• **PROBLEM DETAILS**:
Write out every record in full, exactly as written, please.

• • • • •

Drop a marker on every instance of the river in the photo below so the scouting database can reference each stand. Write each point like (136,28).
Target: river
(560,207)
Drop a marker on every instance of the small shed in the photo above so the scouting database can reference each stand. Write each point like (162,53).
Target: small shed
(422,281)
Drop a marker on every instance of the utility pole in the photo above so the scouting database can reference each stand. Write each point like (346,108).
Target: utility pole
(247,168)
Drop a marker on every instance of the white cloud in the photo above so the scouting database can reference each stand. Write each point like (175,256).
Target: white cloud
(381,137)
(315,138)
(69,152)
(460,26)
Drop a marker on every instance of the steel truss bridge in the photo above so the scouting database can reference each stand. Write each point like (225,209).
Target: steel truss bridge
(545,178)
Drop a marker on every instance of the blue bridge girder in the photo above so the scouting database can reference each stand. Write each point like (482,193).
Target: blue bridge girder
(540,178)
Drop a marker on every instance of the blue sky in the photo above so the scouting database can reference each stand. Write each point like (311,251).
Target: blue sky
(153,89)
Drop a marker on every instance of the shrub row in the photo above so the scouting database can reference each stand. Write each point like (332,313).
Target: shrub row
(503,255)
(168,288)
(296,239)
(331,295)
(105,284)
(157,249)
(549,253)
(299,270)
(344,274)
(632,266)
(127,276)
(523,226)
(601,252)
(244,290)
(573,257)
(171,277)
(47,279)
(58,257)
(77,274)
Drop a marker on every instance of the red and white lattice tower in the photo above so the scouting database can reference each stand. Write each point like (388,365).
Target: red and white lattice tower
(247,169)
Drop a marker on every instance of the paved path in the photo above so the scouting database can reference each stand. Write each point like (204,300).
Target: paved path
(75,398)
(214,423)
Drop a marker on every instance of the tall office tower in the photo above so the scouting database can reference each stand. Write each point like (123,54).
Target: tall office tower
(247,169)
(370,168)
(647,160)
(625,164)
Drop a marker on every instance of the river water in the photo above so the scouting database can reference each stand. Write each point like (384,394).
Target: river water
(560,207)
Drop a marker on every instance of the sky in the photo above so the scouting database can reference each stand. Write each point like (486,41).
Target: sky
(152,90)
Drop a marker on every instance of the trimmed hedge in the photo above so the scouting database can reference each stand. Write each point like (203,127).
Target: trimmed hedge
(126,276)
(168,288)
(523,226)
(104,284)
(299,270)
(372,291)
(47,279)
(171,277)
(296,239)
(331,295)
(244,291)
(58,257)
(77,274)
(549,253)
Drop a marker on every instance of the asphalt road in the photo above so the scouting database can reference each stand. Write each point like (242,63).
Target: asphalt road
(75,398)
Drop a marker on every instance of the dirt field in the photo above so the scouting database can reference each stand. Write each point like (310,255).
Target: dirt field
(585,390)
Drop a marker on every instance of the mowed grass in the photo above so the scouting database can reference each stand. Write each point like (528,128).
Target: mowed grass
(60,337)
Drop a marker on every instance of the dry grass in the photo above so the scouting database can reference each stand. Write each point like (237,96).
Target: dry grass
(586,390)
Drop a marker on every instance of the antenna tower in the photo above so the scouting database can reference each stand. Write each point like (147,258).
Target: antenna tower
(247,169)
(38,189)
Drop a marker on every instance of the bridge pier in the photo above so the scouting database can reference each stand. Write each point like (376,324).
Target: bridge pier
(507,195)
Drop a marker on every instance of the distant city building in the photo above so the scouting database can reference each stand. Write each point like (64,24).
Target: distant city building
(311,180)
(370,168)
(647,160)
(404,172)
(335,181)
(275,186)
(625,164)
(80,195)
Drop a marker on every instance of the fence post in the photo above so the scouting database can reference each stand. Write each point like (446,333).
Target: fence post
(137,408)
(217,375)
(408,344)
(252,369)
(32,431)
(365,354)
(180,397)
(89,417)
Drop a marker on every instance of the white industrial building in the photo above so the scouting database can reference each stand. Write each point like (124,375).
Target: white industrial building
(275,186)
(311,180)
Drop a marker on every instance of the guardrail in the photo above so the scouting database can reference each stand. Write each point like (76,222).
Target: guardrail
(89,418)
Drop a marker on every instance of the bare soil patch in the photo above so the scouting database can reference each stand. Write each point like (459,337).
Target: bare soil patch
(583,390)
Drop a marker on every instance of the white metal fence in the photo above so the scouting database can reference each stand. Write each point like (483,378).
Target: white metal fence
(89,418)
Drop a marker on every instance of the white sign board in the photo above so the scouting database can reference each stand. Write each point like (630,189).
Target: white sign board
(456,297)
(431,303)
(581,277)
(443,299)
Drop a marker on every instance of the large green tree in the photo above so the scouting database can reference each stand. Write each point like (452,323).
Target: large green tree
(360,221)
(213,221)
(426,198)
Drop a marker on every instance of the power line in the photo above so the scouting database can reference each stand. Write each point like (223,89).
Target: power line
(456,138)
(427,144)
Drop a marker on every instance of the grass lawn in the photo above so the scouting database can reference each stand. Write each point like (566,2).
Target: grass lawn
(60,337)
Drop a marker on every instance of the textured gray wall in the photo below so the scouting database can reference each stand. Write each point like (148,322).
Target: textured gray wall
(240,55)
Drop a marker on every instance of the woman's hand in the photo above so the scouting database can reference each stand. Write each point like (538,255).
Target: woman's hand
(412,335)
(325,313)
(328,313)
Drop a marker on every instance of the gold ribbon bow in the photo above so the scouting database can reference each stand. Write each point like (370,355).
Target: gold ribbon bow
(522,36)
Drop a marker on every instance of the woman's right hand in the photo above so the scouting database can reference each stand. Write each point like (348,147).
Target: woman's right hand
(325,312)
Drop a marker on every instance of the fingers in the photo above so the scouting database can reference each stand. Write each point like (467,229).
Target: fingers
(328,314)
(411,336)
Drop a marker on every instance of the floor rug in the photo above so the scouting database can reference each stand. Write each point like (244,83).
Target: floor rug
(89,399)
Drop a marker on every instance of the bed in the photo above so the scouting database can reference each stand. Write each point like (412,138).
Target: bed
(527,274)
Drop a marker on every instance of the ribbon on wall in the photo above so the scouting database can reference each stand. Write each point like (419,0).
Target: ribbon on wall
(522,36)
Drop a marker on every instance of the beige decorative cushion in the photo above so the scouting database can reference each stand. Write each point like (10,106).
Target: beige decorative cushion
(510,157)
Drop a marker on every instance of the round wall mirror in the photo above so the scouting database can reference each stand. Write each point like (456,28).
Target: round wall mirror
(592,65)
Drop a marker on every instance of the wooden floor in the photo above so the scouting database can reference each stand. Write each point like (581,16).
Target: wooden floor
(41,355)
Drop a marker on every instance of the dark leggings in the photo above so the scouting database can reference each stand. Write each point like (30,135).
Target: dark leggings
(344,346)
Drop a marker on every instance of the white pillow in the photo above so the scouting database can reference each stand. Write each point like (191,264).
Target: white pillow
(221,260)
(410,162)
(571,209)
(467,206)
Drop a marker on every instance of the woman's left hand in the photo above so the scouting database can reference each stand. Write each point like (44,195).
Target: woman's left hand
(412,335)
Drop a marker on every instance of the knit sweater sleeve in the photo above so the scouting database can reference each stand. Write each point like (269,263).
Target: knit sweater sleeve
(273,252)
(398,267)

• • • • •

• **FULL RESPONSE**:
Drop a marker on every instance of the river in the photo below so the scouting database can reference each stand. Write each point like (136,28).
Target: river
(560,207)
Drop a marker on every instance of the small shed in the photo above so the scouting database can reference each stand. Write each point like (162,53).
Target: small shed
(422,281)
Drop a marker on every instance of the utility pole in the photo above so the scouting database can reference each stand. Write each point like (346,108).
Target: utility pole
(247,168)
Drop a marker on every instance of the white cloud in the photo above so the scouting database can reference each stand. Write each point like (175,256).
Target: white cloud
(381,137)
(315,138)
(69,152)
(460,26)
Drop a marker on every instance of the steel truss bridge in the photo above so the scouting database can reference each stand. Write each point like (225,209).
Target: steel truss bridge
(545,178)
Drop a marker on every instance of the blue bridge girder in the photo above so the scouting database can reference each stand. Write each point like (482,193).
Target: blue bridge girder
(540,178)
Drop a marker on every instance of the blue sky in the photo above so the scouting database can reference each stand. Write each point like (311,251).
Target: blue sky
(153,89)
Drop a marker on every instance of the shrub row in the photo above so the scouting database can reference each stand. Write each point like (332,313).
Target: shrub row
(503,255)
(168,288)
(296,239)
(331,295)
(105,284)
(157,249)
(549,253)
(299,270)
(344,274)
(632,266)
(127,276)
(523,226)
(601,252)
(244,290)
(573,257)
(171,277)
(47,279)
(58,257)
(77,274)
Drop a marker on every instance of the red and white lattice tower in the photo above so the scouting database can reference each stand. Write each point like (388,365).
Target: red and white lattice tower
(247,169)
Drop a marker on every instance of the paved path in the photo above so the scouting database can reference each stand. Write each point like (204,300).
Target: paved path
(75,398)
(214,423)
Drop a marker on every instance of the tall office tower in the photo above so the scouting database can reference each stand. Write each point like (123,54).
Target: tall office tower
(247,169)
(370,168)
(647,160)
(625,164)
Drop a marker on every instance of the river water in the photo above so the scouting database can reference each stand. Write each point like (384,394).
Target: river water
(560,207)
Drop a marker on every instance of the sky in the photo above so the scouting database can reference each stand. Write each point like (486,41).
Target: sky
(152,90)
Drop a marker on every instance of the trimmed hedge in the photo above so the scouting database can reference each stand. Write each point like (203,127).
Target: trimmed hedge
(126,276)
(168,288)
(523,226)
(104,284)
(299,270)
(372,291)
(47,279)
(171,277)
(296,239)
(331,295)
(244,291)
(58,257)
(77,274)
(549,253)
Drop a marker on every instance of the asphalt road in the photo above so the scouting database can reference each stand. Write each point like (242,63).
Target: asphalt road
(75,398)
Drop a marker on every instance of the dirt field in the photo above so the scouting database can reference each stand. Write each point like (310,255).
Target: dirt field
(585,390)
Drop a marker on every instance of the mowed grass in the photo above so the scouting database can reference each stand. Write each point like (528,128).
Target: mowed grass
(60,337)
Drop a marker on every instance of the dry grass in the photo above so the scouting database can reference each stand. Write each point like (237,96).
Target: dry grass
(586,390)
Drop a marker on every instance of the antenna tower in the photo above so the scouting database can reference each stand. Write each point like (147,258).
Target: antenna tower
(247,169)
(38,189)
Drop a marker on every instance of the bridge pier in the photo above so the scouting database can reference each stand. Write each point like (376,324).
Target: bridge pier
(507,195)
Drop a marker on every instance of the distant city building in the photo above so the scouting database can reference each stand. Write each point like (64,24).
Target: distant city building
(311,180)
(370,168)
(647,160)
(404,172)
(335,181)
(275,186)
(625,164)
(80,195)
Drop a marker on every instance of the fence post in the photo above so the scouting database can reference each stand. Write each point like (446,333).
Target: fence post
(137,408)
(217,375)
(408,344)
(252,369)
(32,431)
(365,354)
(180,397)
(89,417)
Drop a marker on every instance of the white industrial building in the photo above so the scouting database can reference each stand. Write each point like (124,375).
Target: white industrial building
(275,186)
(311,180)
Drop a marker on every instance of the guardrail in the photo above so the scouting database can reference each stand. Write each point like (76,222).
Target: guardrail
(89,418)
Drop a marker on every instance of the bare soil patch in the photo above so the scouting database can reference each stand. Write each point like (459,337).
Target: bare soil patch
(583,390)
Drop a marker on every instance of the white metal fence in the photo above so the scouting database can reference each stand. Write each point like (483,378).
Target: white metal fence
(89,418)
Drop a marker on every instance of the white sign board in the photo above so the scouting database can reference each stand. Write each point like (630,189).
Target: white sign board
(456,297)
(431,303)
(581,277)
(443,299)
Drop a marker on every instance of the large green tree in the photo above so the scouting database can reference each stand. Write each point like (452,323).
Target: large green tree
(360,221)
(213,221)
(426,198)
Drop a marker on every instance of the power line in the photo above so the scouting database can reference each stand. Write each point like (223,89).
Target: power line
(456,138)
(427,144)
Drop a marker on every instance of the grass lawn in the photo above so the scouting database can reference each stand. Write each point like (566,2).
Target: grass lawn
(60,337)
Drop a marker on every instance of the textured gray wall in the photo below so the scouting database can reference each stand. Write each point like (148,322).
Target: textured gray wall
(240,55)
Drop a marker on every instance of the woman's hand in the photo above so the scouting database can reference each stand. Write each point like (538,255).
Target: woman's hand
(412,335)
(325,313)
(328,313)
Drop a marker on every instance of the gold ribbon bow in the photo above so the scouting database can reference each stand. Write each point like (370,355).
Target: gold ribbon bow
(522,36)
Drop a marker on every instance of the woman's right hand in the photo above so the scouting database can reference each stand. Write each point like (348,147).
Target: woman's right hand
(325,312)
Drop a marker on every instance of the fingers in the photo above so the scouting database can reference each stand. Write each point like (467,229).
Target: fingers
(328,314)
(411,336)
Drop a marker on every instance of the floor rug in the photo above so the scouting database can reference each stand. Write each point like (244,83).
Target: floor rug
(89,399)
Drop a marker on every instance of the bed in the photo above so the scouting database can reference each stand. Write each point like (412,138).
Target: bed
(527,274)
Drop a marker on every instance of the ribbon on wall in the photo above so the scouting database can reference each stand. Write each point like (419,0).
Target: ribbon on wall
(522,36)
Drop a marker on every instance of the beige decorative cushion in the photo above so the scouting database can reference each stand. Write each point like (10,106).
Target: beige decorative cushion
(510,157)
Drop a marker on every instance of the round wall mirror in the photo above so the scouting database can reference each stand. Write each point like (456,28).
Target: round wall mirror
(592,65)
Drop a marker on every instance of the wooden floor in the photo above so the scouting database can reference each stand. Write each point like (581,16).
Target: wooden floor
(41,355)
Drop a marker on every instance of the dark leggings in the photo above so the scouting database can reference each stand. Write each point like (30,135).
Target: dark leggings
(344,346)
Drop a marker on every instance of the white pillow in the photo above so the scouting database can reference each stand. Write each point like (191,264).
Target: white pillow
(221,260)
(410,162)
(571,209)
(467,206)
Drop a marker on every instance of the woman's left hand in the photo above so the scouting database can reference each stand. Write each point like (44,195).
Target: woman's left hand
(412,335)
Drop a marker on every instance of the knit sweater sleeve in the photo above so the scouting database can reference each stand. Write each point like (269,263).
Target: knit sweater sleeve
(273,252)
(398,267)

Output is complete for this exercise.